● **What you have to do**: Your answer is every line of the material below in which the string "baseboard" occurs.
──────── Extracted material ────────
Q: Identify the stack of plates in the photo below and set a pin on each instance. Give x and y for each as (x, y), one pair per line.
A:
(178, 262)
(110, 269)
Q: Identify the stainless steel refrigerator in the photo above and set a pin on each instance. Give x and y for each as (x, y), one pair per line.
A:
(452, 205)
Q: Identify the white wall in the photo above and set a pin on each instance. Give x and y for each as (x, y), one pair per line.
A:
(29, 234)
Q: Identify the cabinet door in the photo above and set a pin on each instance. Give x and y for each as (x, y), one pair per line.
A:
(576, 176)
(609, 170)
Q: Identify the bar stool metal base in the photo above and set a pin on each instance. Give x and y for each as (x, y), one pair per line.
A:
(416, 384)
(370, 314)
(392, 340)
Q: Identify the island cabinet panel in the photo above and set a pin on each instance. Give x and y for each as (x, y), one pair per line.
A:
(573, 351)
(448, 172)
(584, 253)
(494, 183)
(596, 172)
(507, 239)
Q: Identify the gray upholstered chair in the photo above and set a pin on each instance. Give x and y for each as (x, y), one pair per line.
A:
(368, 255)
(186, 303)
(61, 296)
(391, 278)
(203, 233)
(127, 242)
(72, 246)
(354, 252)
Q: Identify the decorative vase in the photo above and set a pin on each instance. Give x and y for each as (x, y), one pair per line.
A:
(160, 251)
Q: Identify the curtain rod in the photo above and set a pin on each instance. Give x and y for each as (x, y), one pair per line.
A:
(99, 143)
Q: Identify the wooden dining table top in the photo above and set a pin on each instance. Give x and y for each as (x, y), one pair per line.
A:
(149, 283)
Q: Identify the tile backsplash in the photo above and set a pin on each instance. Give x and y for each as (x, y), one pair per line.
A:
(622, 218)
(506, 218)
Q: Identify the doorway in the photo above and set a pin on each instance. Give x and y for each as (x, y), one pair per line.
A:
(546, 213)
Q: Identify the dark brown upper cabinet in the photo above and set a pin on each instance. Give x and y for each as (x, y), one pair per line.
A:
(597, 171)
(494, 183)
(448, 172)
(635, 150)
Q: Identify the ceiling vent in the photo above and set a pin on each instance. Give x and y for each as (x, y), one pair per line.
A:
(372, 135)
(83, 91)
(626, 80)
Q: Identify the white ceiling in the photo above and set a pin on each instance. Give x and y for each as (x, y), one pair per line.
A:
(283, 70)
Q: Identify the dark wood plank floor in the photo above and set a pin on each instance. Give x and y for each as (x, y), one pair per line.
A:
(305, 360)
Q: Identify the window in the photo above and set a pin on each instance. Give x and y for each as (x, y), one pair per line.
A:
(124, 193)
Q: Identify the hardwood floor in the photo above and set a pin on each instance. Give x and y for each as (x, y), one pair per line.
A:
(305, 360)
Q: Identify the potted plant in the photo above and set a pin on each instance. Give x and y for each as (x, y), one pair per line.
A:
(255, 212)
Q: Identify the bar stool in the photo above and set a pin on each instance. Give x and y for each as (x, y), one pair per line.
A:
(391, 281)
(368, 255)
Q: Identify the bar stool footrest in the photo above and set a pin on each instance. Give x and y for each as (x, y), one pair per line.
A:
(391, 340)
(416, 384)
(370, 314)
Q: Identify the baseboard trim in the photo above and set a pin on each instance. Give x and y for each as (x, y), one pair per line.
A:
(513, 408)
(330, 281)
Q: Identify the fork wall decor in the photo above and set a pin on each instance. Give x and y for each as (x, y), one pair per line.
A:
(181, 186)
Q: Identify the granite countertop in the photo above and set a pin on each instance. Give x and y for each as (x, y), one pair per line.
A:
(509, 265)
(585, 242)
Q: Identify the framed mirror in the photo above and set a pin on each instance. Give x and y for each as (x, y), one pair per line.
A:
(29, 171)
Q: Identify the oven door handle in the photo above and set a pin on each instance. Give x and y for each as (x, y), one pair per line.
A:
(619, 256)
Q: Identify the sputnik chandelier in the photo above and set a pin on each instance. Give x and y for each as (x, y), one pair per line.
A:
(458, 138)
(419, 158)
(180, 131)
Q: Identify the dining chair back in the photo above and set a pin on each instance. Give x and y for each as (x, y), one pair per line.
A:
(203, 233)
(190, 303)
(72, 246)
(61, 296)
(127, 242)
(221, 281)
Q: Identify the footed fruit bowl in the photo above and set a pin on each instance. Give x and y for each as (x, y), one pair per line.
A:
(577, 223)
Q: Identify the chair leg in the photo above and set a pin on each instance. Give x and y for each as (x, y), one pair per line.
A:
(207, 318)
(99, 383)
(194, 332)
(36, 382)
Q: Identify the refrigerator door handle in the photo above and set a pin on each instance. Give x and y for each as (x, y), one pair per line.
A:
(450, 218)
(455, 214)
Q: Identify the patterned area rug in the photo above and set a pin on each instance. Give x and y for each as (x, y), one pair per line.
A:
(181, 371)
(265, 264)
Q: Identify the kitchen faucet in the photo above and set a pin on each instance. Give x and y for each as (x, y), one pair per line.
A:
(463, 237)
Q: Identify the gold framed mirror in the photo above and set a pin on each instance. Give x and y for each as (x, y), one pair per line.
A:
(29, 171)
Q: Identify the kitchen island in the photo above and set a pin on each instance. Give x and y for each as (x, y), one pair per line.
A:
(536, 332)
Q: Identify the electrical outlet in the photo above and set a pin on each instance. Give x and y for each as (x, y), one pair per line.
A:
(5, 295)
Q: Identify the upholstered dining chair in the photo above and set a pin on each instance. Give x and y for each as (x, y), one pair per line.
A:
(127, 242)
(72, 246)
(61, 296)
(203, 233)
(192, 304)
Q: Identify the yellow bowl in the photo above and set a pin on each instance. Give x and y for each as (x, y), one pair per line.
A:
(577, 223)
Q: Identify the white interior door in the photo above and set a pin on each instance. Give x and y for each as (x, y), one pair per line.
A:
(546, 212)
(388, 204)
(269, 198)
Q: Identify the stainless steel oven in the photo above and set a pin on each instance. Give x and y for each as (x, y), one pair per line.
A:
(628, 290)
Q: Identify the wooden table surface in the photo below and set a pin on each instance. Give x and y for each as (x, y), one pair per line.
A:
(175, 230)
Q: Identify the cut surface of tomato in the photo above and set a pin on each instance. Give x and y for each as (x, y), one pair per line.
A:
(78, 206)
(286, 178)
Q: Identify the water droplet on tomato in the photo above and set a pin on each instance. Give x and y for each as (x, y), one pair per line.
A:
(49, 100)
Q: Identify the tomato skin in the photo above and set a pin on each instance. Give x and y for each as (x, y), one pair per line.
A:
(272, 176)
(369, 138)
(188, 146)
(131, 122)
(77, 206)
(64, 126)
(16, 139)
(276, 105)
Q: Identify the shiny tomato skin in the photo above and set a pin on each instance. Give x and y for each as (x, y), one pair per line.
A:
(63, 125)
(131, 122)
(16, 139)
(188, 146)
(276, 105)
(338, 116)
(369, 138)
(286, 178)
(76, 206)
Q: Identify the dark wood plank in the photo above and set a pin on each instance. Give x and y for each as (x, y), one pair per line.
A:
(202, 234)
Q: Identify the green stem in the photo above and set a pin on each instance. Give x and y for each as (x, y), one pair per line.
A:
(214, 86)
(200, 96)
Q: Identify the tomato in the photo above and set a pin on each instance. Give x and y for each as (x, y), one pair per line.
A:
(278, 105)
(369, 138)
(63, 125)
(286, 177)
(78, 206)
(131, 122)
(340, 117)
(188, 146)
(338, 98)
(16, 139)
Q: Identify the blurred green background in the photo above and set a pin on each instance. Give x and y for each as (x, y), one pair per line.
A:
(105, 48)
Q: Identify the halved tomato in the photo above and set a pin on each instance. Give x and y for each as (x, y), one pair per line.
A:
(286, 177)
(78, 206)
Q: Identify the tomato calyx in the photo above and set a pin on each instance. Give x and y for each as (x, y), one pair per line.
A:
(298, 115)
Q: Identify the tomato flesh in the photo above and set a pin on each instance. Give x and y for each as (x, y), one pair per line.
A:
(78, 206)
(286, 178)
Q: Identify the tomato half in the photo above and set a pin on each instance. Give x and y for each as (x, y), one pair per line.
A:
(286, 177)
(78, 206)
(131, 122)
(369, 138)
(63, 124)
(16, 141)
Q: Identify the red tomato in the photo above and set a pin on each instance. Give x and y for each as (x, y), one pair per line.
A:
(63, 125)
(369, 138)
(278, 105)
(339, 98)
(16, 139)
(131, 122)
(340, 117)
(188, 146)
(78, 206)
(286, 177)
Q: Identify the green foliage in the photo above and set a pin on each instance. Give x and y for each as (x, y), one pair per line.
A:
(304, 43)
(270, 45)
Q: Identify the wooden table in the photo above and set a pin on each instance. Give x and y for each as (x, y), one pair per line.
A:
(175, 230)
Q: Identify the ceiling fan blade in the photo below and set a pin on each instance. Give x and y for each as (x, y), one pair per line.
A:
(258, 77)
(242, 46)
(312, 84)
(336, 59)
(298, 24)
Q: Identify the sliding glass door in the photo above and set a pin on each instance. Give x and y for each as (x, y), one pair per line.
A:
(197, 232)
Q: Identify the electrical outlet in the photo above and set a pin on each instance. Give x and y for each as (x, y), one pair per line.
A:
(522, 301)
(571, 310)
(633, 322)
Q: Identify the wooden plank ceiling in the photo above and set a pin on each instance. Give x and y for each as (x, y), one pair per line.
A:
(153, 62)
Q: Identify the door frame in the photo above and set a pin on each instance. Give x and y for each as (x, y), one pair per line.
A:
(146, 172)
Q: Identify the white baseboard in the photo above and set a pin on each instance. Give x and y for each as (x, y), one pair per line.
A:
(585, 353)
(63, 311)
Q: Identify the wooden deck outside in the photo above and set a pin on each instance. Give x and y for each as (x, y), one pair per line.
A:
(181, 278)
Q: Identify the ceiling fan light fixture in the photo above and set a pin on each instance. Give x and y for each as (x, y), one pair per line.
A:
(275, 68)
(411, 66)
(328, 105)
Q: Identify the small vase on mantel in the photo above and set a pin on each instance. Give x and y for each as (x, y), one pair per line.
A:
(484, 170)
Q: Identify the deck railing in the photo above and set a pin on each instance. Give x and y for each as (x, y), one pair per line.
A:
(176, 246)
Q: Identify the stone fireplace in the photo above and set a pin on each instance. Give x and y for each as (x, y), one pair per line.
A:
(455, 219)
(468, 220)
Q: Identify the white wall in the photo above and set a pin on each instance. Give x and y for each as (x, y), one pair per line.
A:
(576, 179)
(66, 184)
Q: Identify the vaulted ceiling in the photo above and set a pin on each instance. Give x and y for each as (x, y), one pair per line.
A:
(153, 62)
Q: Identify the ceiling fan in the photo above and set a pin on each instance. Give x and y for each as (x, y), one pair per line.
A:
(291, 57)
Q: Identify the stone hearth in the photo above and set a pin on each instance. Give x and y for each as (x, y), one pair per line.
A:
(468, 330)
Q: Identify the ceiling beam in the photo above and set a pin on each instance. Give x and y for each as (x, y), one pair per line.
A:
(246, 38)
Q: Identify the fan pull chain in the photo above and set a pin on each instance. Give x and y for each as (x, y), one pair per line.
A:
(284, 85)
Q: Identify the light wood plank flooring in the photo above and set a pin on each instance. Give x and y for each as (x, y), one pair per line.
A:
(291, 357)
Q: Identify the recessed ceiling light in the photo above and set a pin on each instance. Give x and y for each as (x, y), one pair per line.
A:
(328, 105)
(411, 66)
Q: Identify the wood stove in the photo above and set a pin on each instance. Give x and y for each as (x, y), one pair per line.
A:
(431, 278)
────────
● **Response to the task**:
Q: Identify the baseboard trim in the photo above and set a pin on each instance. Give x and y for each as (x, y), one pair per line.
Q: Identify the white baseboard in the photo above and set a pin on each instance. Give x and y for each as (x, y), one pair per line.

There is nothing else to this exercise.